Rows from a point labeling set
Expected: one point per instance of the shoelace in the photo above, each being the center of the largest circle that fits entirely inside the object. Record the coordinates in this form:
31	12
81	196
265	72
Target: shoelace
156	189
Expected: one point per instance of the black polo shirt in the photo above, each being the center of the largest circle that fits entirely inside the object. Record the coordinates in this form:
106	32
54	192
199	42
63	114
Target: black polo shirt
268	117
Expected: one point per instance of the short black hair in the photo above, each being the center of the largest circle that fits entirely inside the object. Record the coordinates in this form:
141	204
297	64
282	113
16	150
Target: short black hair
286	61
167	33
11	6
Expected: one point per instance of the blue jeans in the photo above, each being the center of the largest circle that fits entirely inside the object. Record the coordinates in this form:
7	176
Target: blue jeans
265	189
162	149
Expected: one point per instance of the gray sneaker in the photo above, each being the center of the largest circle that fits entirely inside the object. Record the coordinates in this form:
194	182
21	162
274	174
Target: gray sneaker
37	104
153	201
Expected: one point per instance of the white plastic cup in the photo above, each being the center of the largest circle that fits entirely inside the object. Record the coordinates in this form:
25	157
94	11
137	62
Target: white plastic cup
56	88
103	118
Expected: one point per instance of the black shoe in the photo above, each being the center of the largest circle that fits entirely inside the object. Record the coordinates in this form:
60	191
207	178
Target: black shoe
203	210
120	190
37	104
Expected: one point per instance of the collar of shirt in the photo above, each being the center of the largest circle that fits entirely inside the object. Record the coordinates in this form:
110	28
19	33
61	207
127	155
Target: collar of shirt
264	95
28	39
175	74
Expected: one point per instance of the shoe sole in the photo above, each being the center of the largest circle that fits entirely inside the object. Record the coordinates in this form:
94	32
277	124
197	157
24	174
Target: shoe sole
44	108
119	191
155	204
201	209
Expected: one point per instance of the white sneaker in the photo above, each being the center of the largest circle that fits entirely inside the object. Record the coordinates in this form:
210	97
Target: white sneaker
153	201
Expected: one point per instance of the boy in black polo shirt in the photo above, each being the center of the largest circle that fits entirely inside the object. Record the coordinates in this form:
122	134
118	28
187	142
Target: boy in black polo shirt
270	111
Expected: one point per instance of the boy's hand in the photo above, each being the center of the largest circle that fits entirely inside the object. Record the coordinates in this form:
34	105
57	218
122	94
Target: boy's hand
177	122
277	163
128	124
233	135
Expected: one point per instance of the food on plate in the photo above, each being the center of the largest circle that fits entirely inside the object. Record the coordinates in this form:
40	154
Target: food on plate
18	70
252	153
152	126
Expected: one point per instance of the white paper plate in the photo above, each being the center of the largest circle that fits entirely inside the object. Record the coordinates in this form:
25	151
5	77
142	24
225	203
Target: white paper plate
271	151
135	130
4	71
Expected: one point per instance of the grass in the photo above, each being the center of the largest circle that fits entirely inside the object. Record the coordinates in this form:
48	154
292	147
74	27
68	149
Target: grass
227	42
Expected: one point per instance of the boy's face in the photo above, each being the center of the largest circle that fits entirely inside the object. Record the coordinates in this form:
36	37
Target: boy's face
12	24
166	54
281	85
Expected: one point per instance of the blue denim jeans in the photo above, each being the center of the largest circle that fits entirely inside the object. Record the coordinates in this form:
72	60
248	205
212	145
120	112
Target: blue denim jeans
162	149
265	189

## Exercise brief
Rewrite the rows starting at the line that contains "Expected: one point per instance of the blue denim" and ending at the last row, substituting "light blue jeans" for "blue denim jeans" and leaving everything else unchanged.

## Response to this task
Expected: one point per instance of the light blue jeans in the photo above, each being the center of the largest circle that fits entirely inside the object. Record the coordinates in this form:
72	60
248	205
212	145
120	112
Target: light blue jeans
162	149
265	189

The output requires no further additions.